** start of Task data **

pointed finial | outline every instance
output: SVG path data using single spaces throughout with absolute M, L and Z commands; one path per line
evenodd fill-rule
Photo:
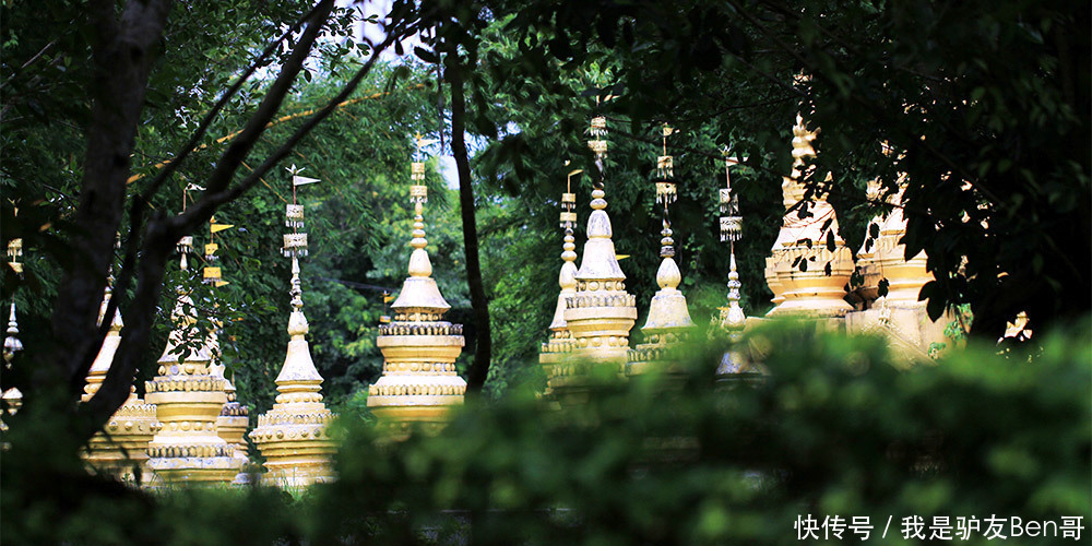
M 736 253 L 732 252 L 731 269 L 728 270 L 728 312 L 724 320 L 724 327 L 729 332 L 741 332 L 747 323 L 747 316 L 744 314 L 743 307 L 739 306 L 739 273 L 736 271 Z
M 299 259 L 292 259 L 292 314 L 288 317 L 288 335 L 293 340 L 307 335 L 307 317 L 304 316 L 304 288 L 299 281 Z
M 15 353 L 23 351 L 23 342 L 19 341 L 19 322 L 15 321 L 15 300 L 11 301 L 11 314 L 8 316 L 8 337 L 3 340 L 3 361 L 9 367 Z
M 420 154 L 422 147 L 420 134 L 417 134 L 417 154 Z M 418 157 L 419 158 L 419 157 Z M 413 162 L 412 170 L 410 173 L 410 179 L 412 185 L 410 186 L 410 202 L 413 203 L 413 238 L 410 239 L 410 246 L 413 247 L 413 253 L 410 254 L 410 276 L 412 277 L 427 277 L 432 274 L 432 264 L 428 260 L 428 253 L 425 251 L 425 247 L 428 246 L 428 239 L 425 238 L 425 203 L 428 202 L 428 186 L 425 186 L 425 163 L 420 161 Z
M 720 191 L 721 201 L 721 241 L 735 242 L 744 235 L 744 218 L 739 215 L 739 199 L 732 191 L 732 166 L 738 165 L 737 157 L 731 157 L 731 150 L 724 146 L 724 188 Z

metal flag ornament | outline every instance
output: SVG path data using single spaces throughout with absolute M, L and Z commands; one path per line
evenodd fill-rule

** end of Task data **

### [Objective]
Change every "evenodd" in the records to "nonzero" and write them out again with nothing else altered. Omit the pictures from your answer.

### [Completed task]
pointed finial | outline every instance
output: SVG path data using single spaces throughout with absolute M, L and Z commands; one path per line
nonzero fill-rule
Photo:
M 736 253 L 732 252 L 731 269 L 728 270 L 728 312 L 724 320 L 724 327 L 729 332 L 741 332 L 747 323 L 747 316 L 744 314 L 743 307 L 739 306 L 739 273 L 736 271 Z
M 299 259 L 292 259 L 292 314 L 288 317 L 288 335 L 293 340 L 307 335 L 307 317 L 304 316 L 304 288 L 299 281 Z
M 15 353 L 23 351 L 23 342 L 19 341 L 19 322 L 15 321 L 15 300 L 11 301 L 11 314 L 8 316 L 8 337 L 3 340 L 3 361 L 9 367 Z
M 420 154 L 422 147 L 420 134 L 417 134 L 417 154 Z M 418 157 L 419 158 L 419 157 Z M 413 162 L 412 170 L 410 173 L 410 179 L 412 185 L 410 186 L 410 202 L 413 203 L 413 238 L 410 239 L 410 246 L 413 247 L 413 253 L 410 254 L 410 276 L 412 277 L 427 277 L 432 274 L 432 264 L 428 260 L 428 253 L 425 251 L 425 247 L 428 246 L 428 239 L 425 238 L 425 203 L 428 202 L 428 186 L 425 186 L 425 163 L 420 161 Z
M 720 191 L 721 201 L 721 241 L 735 242 L 744 235 L 744 218 L 739 215 L 739 199 L 732 191 L 732 166 L 738 165 L 737 157 L 731 157 L 731 150 L 724 146 L 724 188 Z

metal flag ornament | outline every instance
output: SVG path data using single spaces throughout with absolute M, L and Z commands; one path per line
nonzero fill-rule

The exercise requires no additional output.